**TEKST ŹRÓDŁOWY**

▬▬▬▬▬▬

Norwegowie uratują Holendrów przez gigantycznymi rachunkami
Czyżby mieszkańcy Królestwa Niderlandów mogli słać listy z podziękowaniami do Norwegii? Na to wygląda. Kraj ten bowiem zdecydował się dostarczyć więcej gazu ziemnego do Europy, by zahamować nagły wzrost cent tego surowca.
Norwegowie, a konkretniej tamtejsza spółka Equinor, są drugim co do wielkości dostawcą gazu ziemnego w Europie. Od dłuższego czasu utrzymywali oni jednak wydobycie i sprzedaż gazu na tym samym poziomie. To zaś w sytuacji, w której Europa wychodzi z kryzysu ekonomicznego, gospodarka nabiera tępa, a zbliżająca się zima wskazuje na większe zapotrzebowanie na energię, spowodowało, iż mocno wzrósł popyt na ten surowiec. Przy wspomnianej stałej podaży wywindowało to ceny wysoko w górę.
Zwiększenie wydobycia
Sytuacja stała się jednak na tyle niepokojąca, iż Norwegia zdecydowała się zwiększyć dostawy gazu. W ciągu najbliższych 12 miesięcy Equinor i jego partnerzy mają rozkręcić kurki na gazociągach z błękitnym paliwem, prowadzące na południe starego kontynentu. Firma dostała na to oficjalne pozwolenie rządu. Dzięki temu ceny gazu powinny początkowo się zatrzymać, a później zacząć spadać co spowoduje, iż korzystającym z gazu mieszkańcom Holandii, a także innych krajów Europy po opłaceniu rachunków zostanie nieco więcej euro w portfelu. Na działaniu tym zyskają również sami Norwegowie. Zadziała bowiem efekt skali. Owszem otrzymają mniej za 1 metr sześcienny błękitnego paliwa, ale sprzedadzą go dużo więcej, dzięki czemu sumarycznie na kontach spółki pojawią się większe kwoty.
Już od 1 października zwiększone wydobycie ma dotyczyć łącznie 2 mld metrów sześciennych dodatkowego gazu ziemnego. Surowiec ten ma być pozyskany z dwóch pól gazowych u wybrzeży Norwegii. Wzrost ten będzie stanowić 2 procent całego rocznego eksportu gazu Norwegii.
Kolejny kryzys
Działanie drugiego po Gazpromie dostawcy błękitnego paliwa do Europy to nie tylko efekt biznesowych kalkulacji. To również kroki mające na celu utrzymać wzrost gospodarczy na starym kontynencie. Rosnące ceny gazu i niedobory surowca mogłyby bowiem doprowadzić do kolejnego kryzysu, w którym gospodarka stanęłaby, ponieważ nie stać, by jej było na opłacenie kosztów energii. Oczywiście taka sytuacja spowodowałaby w krótkim czasie znów spadek cen gazu (mniejsze zapotrzebowanie), niemniej jednak efekt nagłego wyhamowania doprowadziłby znów do zwolnień w wielu firmach i straty kolejnych miesięcy, które i tak po pandemii będą jeszcze odrabiane przez długi czas.

▬▬▬▬▬▬

**Zebrane wpisy danych**
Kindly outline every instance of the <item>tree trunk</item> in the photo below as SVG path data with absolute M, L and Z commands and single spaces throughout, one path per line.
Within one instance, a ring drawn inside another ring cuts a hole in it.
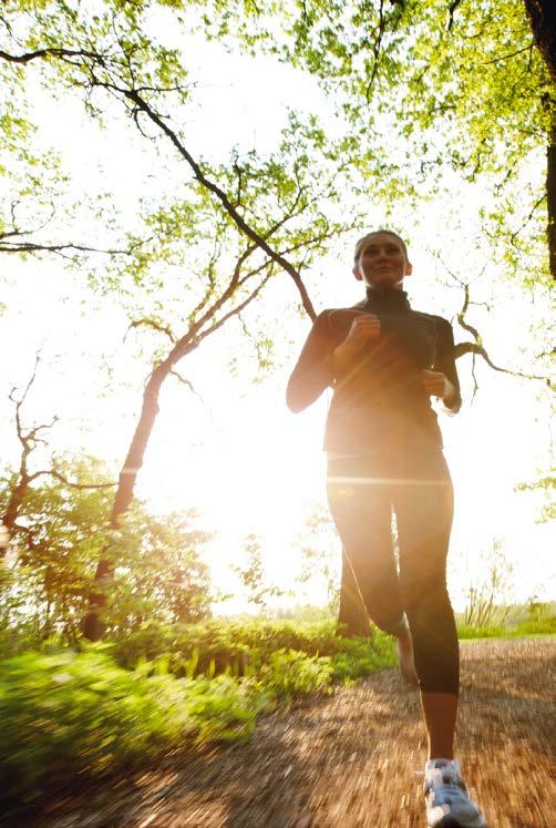
M 338 613 L 339 633 L 346 637 L 370 634 L 369 615 L 364 609 L 353 570 L 342 550 L 342 580 L 340 587 L 340 611 Z
M 556 3 L 554 0 L 524 0 L 525 10 L 540 54 L 556 81 Z
M 121 517 L 127 511 L 135 489 L 137 473 L 143 466 L 146 447 L 153 431 L 153 427 L 158 413 L 158 398 L 161 386 L 171 372 L 173 366 L 189 354 L 196 347 L 189 344 L 184 347 L 184 343 L 172 349 L 168 357 L 161 362 L 152 372 L 143 392 L 143 406 L 141 416 L 135 428 L 135 433 L 127 451 L 127 457 L 120 472 L 117 490 L 114 495 L 114 503 L 110 517 L 111 529 L 117 529 Z M 94 575 L 95 586 L 89 595 L 89 611 L 83 621 L 83 635 L 90 641 L 99 641 L 104 633 L 104 623 L 101 619 L 102 611 L 106 605 L 106 590 L 112 580 L 112 561 L 110 550 L 105 549 L 103 556 L 96 564 Z
M 556 94 L 556 93 L 555 93 Z M 553 279 L 556 279 L 556 102 L 550 101 L 552 122 L 548 146 L 546 150 L 546 200 L 548 222 L 548 259 Z

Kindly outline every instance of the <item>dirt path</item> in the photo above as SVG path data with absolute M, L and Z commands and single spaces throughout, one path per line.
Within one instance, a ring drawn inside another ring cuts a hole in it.
M 554 828 L 554 638 L 462 645 L 459 757 L 490 828 Z M 397 671 L 43 815 L 48 828 L 423 828 L 424 732 Z M 65 812 L 64 812 L 65 811 Z M 62 816 L 63 814 L 63 816 Z

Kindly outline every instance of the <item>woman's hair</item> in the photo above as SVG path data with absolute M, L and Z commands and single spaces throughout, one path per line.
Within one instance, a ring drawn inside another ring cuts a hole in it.
M 359 242 L 357 243 L 357 245 L 356 245 L 356 253 L 353 255 L 353 260 L 354 260 L 356 265 L 357 265 L 358 258 L 361 255 L 361 253 L 363 251 L 363 247 L 365 246 L 365 244 L 369 241 L 369 238 L 371 236 L 375 236 L 378 233 L 388 233 L 390 236 L 393 236 L 394 238 L 397 238 L 400 242 L 400 244 L 402 246 L 402 251 L 403 251 L 403 253 L 405 255 L 405 258 L 409 262 L 408 247 L 406 247 L 405 242 L 403 241 L 403 238 L 401 236 L 399 236 L 398 233 L 394 233 L 393 231 L 383 229 L 382 227 L 380 227 L 377 231 L 371 231 L 370 233 L 367 233 L 367 235 L 362 236 L 359 239 Z

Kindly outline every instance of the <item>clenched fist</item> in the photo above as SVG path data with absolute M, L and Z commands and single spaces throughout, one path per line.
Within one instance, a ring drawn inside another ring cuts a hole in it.
M 342 377 L 353 368 L 357 357 L 372 339 L 380 337 L 380 319 L 373 314 L 356 316 L 348 336 L 333 352 L 334 374 Z
M 455 396 L 455 388 L 441 371 L 421 371 L 423 387 L 431 397 L 440 397 L 446 405 Z

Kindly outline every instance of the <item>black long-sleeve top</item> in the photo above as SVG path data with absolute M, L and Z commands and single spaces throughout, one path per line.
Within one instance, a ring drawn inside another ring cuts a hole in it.
M 380 319 L 380 337 L 368 341 L 349 376 L 337 380 L 332 354 L 356 316 Z M 367 299 L 350 308 L 323 310 L 309 333 L 286 392 L 288 407 L 301 411 L 322 391 L 333 389 L 325 449 L 330 456 L 372 453 L 377 448 L 426 443 L 442 448 L 442 435 L 421 370 L 441 371 L 461 406 L 451 324 L 413 310 L 403 290 L 368 288 Z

▬▬▬▬▬▬

**ZADANIA DO ĆWICZENIA**
• A. Odpowiedz na pytania do tekstu o norweskim gazie:
(i) Którym co do wielkości dostawcą gazu ziemnego w Europie jest Norwegia, a konkretnie spółka Equinor?
(ii) Od jakiego dnia zwiększone wydobycie ma obejmować 2 mld metrów sześciennych dodatkowego gazu?
(iii) Jaki procent całego rocznego eksportu gazu Norwegii będzie stanowić ten wzrost?
• B. Proszę powtórzyć dosłownie fragment tekstu o norweskim gazie od słów „Zwiększenie wydobycia” do słów „się większe kwoty.” włącznie.

**ROZWIĄZANIA ĆWICZENIA**
• A.
(i) Drugim.
(ii) Od 1 października.
(iii) 2 procent.

• B.
Zwiększenie wydobycia
Sytuacja stała się jednak na tyle niepokojąca, iż Norwegia zdecydowała się zwiększyć dostawy gazu. W ciągu najbliższych 12 miesięcy Equinor i jego partnerzy mają rozkręcić kurki na gazociągach z błękitnym paliwem, prowadzące na południe starego kontynentu. Firma dostała na to oficjalne pozwolenie rządu. Dzięki temu ceny gazu powinny początkowo się zatrzymać, a później zacząć spadać co spowoduje, iż korzystającym z gazu mieszkańcom Holandii, a także innych krajów Europy po opłaceniu rachunków zostanie nieco więcej euro w portfelu. Na działaniu tym zyskają również sami Norwegowie. Zadziała bowiem efekt skali. Owszem otrzymają mniej za 1 metr sześcienny błękitnego paliwa, ale sprzedadzą go dużo więcej, dzięki czemu sumarycznie na kontach spółki pojawią się większe kwoty.